Online-predict

The online-predict program performs predictions on individual molecules and/or files of molecules, just as the predict program. The difference is that no models need to be trained before hand, but instead the predictions are done in an online fashion, training models on the fly.

Parameters

The full usage menu can be retrieved by running command:

> java -jar cpsign-[version].jar online-predict -h

                                      online-predict
SYNOPSIS
------------------------------------------------------------------------------------------
  online-predict [options]
  online-predict @/tmp/runconfigs/parameters.txt [options]
  online-predict @C:\Users\User\runconfigs\parameters.txt [options]


DESCRIPTION
------------------------------------------------------------------------------------------
  Train and predict new examples on the fly. Will not save the model. Currently only
  available for TCP.


OPTIONS
------------------------------------------------------------------------------------------
  Input:
    -mi | --model-in                         [URI | path]
       Precomputed CPSign classification model
    -td | --train-data                       [URI | path]
       File with molecules in SMILES, SDF or JSON format (used for deriving the predictive
       model)

- **Extracted entries**

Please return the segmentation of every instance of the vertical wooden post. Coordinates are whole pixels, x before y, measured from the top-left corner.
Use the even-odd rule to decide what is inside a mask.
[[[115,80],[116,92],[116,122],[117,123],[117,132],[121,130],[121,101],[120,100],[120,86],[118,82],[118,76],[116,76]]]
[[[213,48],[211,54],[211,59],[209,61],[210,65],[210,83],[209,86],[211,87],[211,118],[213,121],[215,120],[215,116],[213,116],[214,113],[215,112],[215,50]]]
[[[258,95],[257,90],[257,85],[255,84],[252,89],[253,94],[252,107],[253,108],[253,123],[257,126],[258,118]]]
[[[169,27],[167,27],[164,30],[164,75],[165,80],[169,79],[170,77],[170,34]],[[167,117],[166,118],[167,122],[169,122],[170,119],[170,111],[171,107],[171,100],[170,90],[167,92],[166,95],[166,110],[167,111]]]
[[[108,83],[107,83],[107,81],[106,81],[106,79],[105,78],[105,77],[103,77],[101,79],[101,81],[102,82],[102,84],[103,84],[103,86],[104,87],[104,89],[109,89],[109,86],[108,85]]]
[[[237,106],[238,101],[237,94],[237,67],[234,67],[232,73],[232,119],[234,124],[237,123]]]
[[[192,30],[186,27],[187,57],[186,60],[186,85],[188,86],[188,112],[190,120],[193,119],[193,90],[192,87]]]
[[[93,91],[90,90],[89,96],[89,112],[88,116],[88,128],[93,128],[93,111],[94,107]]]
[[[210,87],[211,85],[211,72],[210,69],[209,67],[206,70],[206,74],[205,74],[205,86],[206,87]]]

- **Exercise instructions**
(1) Rewrite the online-predict documentation from "The online-predict program" to "models on the fly.", putting "in real time" in place of "on the fly".
(2) Continue the online-predict documentation from the point where it stops.

- **Outputs in order**
(1)
The online-predict program performs predictions on individual molecules and/or files of molecules, just as the predict program. The difference is that no models need to be trained before hand, but instead the predictions are done in an online fashion, training models in real time.

(2)
    -sm | --smiles                           [SMILES]
       SMILES string to predict, can optionally include a blank space and a molecule
       name/identfier
    -p  | --predict-file                     [URI | path]
       File to predict. Accepted formats are SMILES, SDF or JSON
    -e  | --endpoint                         [text]
       Endpoint property that should be used for modeling (the endoint of the model)
    -l  | --labels                           [label label] | [label,label]
       Label(s) for response values in classification mode. If a label is a negative
       numerical number, the minus sign must be escaped so that the command parser does
       not think it's a new option flag. E.g.: --labels [-1,1] (no blank-space permitted!)
       or --labels "\-1" 1

  Modeling:
    -i  | --impl                             [id | text]
       Scoring algorithm (i.e. underlying machine learning implementation):
         (1) liblinear
         (2) libsvm
       Default: 1
    --cost                                   [number]
       User defined Cost value in SVM training
       Default: 50.0
    --gamma                                  [number]
       User defined Gamma value in SVM training (only used in libsvm)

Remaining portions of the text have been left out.